* begin *
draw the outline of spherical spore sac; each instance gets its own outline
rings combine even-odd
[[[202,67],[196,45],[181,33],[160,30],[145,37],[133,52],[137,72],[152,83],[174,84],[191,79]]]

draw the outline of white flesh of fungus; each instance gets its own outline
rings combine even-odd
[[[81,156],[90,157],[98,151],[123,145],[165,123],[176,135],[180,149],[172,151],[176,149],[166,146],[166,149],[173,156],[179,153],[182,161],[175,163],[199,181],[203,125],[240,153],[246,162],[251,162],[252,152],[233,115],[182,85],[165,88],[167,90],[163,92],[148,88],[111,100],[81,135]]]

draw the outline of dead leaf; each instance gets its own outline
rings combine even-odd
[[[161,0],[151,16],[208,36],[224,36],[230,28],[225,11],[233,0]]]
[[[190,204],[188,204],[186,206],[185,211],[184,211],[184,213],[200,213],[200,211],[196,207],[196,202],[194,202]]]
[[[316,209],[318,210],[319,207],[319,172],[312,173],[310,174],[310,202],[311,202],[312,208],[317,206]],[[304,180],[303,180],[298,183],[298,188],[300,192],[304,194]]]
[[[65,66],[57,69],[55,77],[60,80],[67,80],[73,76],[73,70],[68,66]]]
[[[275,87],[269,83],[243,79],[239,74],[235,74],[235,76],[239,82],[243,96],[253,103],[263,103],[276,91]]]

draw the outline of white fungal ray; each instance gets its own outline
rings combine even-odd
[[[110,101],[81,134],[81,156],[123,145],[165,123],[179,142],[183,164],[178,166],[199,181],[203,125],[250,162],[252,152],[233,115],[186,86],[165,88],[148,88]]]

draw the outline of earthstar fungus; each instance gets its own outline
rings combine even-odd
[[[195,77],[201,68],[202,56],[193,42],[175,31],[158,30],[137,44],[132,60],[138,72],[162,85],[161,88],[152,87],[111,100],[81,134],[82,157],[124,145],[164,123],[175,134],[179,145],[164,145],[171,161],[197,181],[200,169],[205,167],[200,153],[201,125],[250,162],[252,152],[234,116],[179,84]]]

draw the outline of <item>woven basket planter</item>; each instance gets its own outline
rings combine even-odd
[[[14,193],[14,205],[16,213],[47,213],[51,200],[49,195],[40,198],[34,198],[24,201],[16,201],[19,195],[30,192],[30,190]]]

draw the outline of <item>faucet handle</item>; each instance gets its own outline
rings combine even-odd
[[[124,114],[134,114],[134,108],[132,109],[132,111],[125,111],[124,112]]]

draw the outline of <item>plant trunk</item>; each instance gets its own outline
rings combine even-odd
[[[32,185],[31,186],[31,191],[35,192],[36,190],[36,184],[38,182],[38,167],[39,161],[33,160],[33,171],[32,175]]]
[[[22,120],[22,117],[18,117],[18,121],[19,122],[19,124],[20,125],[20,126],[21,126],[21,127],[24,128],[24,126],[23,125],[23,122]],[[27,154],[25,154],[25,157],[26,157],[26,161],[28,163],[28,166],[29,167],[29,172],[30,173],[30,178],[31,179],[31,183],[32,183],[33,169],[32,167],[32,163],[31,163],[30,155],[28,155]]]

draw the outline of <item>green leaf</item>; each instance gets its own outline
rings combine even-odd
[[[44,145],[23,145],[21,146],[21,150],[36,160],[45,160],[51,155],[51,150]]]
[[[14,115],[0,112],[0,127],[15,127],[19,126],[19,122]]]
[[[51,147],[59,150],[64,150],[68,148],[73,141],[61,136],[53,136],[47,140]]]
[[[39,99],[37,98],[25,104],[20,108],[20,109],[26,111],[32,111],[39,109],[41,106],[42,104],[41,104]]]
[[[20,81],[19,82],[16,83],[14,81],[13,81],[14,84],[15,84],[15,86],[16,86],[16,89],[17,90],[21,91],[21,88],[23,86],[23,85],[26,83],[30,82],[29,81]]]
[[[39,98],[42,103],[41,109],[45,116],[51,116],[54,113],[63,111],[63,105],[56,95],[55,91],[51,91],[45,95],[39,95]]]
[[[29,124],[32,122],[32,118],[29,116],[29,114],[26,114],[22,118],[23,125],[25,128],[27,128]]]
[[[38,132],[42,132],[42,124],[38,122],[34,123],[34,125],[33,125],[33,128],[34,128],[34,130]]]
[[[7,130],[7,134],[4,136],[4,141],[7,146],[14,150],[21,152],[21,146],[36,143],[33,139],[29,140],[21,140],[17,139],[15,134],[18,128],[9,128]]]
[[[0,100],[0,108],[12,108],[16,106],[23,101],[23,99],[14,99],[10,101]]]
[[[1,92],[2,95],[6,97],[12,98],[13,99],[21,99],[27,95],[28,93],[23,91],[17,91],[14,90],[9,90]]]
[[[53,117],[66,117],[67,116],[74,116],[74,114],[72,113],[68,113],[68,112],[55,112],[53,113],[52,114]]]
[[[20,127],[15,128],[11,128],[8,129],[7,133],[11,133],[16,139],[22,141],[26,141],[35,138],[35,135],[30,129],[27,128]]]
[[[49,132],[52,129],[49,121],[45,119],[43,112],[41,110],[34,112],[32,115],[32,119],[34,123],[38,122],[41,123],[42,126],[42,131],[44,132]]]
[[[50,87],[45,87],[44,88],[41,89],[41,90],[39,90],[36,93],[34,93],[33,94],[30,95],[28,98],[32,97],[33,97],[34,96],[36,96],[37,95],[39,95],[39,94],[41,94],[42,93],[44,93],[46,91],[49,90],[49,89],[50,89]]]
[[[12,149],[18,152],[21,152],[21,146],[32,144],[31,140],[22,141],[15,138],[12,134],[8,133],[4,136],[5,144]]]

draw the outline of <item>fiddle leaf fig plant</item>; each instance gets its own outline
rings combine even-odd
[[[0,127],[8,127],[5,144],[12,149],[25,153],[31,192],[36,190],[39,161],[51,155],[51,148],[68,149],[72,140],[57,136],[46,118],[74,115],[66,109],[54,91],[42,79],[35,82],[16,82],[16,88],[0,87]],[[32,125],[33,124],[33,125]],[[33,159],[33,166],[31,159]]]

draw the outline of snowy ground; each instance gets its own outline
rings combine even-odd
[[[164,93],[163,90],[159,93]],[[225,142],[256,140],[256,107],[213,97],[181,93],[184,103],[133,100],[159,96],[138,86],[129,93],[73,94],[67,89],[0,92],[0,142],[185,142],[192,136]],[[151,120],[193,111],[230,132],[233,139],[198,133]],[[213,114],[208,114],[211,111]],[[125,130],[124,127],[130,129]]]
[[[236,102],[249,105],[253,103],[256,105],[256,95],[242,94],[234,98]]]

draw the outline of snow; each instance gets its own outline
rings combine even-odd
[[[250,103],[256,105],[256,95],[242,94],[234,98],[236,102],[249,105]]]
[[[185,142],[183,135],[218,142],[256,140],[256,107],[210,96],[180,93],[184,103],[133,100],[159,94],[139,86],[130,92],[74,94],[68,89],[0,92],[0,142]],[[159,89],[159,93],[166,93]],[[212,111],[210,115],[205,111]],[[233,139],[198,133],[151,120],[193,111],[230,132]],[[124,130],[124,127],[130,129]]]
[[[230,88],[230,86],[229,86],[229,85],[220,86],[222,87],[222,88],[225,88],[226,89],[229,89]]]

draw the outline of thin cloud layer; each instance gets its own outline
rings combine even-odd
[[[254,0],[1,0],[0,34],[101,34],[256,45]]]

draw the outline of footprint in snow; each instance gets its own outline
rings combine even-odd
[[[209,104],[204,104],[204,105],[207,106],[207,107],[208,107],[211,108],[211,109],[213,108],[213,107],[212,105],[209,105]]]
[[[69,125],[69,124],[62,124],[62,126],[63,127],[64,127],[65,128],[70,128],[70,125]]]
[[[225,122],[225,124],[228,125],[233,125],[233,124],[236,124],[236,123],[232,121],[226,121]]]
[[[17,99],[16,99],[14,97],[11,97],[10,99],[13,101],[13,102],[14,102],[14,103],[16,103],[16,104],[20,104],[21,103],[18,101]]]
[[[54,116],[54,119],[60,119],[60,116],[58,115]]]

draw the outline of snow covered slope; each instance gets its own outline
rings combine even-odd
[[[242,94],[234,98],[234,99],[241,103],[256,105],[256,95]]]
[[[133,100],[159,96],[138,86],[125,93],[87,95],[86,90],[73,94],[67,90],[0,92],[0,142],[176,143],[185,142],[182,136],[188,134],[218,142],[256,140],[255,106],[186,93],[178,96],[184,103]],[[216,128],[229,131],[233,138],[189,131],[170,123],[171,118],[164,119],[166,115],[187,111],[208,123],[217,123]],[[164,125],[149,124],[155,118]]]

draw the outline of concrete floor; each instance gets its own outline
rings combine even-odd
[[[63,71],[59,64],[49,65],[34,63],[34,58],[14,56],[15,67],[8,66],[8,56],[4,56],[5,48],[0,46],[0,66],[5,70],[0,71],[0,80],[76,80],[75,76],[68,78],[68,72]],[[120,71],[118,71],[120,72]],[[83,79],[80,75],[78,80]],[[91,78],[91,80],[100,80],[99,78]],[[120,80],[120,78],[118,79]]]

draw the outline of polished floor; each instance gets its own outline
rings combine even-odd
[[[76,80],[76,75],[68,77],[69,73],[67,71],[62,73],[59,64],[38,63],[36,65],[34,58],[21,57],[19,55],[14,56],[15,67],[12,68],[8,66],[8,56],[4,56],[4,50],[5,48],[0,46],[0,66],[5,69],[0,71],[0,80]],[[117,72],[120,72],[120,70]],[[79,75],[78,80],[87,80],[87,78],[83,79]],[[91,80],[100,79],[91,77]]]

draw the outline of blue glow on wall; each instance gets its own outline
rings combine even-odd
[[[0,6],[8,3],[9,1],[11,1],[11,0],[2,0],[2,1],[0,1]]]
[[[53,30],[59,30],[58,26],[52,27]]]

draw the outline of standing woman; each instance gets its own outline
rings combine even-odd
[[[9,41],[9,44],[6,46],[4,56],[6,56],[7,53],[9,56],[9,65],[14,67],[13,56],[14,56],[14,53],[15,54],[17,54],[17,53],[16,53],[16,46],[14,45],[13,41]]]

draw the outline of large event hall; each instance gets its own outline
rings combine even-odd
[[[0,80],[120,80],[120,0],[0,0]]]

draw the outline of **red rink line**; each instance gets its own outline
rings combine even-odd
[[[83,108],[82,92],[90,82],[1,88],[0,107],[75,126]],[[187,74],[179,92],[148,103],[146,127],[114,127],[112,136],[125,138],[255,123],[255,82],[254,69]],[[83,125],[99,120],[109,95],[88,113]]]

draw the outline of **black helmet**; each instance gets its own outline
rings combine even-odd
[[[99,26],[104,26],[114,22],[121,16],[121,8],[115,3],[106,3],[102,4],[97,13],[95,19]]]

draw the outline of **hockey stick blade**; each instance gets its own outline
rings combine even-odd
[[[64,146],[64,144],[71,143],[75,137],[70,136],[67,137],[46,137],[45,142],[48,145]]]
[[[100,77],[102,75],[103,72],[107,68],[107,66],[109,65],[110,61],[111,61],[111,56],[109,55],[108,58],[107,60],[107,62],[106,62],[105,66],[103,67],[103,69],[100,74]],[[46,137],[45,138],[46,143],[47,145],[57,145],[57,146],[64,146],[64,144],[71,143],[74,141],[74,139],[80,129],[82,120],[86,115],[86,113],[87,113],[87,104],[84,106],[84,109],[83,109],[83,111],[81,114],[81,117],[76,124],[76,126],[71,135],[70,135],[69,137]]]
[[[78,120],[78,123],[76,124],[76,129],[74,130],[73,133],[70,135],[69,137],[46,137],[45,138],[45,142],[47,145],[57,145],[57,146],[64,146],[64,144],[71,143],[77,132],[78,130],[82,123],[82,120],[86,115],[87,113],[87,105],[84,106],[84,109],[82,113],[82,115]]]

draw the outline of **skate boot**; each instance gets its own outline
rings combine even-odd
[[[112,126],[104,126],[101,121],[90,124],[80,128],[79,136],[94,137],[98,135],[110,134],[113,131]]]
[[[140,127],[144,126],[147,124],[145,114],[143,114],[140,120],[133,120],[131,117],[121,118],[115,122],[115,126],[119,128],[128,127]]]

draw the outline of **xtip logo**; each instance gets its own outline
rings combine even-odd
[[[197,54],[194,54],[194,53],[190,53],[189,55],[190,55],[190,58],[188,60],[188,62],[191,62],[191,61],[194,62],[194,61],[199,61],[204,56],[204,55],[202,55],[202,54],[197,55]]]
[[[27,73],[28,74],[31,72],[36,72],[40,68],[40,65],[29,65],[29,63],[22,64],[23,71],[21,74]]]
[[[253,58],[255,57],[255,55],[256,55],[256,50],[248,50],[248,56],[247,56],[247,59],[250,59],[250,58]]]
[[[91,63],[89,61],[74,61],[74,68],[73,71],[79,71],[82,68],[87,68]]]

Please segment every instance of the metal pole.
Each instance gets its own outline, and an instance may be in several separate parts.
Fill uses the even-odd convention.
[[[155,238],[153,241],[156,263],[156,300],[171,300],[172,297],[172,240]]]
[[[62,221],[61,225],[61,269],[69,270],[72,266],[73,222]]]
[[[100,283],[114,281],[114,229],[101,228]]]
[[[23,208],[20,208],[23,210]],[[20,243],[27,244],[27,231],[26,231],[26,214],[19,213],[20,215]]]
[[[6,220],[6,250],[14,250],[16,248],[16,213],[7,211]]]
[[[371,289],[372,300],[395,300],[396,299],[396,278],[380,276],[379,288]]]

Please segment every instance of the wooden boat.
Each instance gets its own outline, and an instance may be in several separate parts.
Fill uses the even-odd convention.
* end *
◆ GIVEN PROBLEM
Identify all lines in the items that contain the word "every", and copy each of them.

◆ OUTPUT OF THE TASK
Please segment every instance of the metal pole.
Please segment every instance of the wooden boat.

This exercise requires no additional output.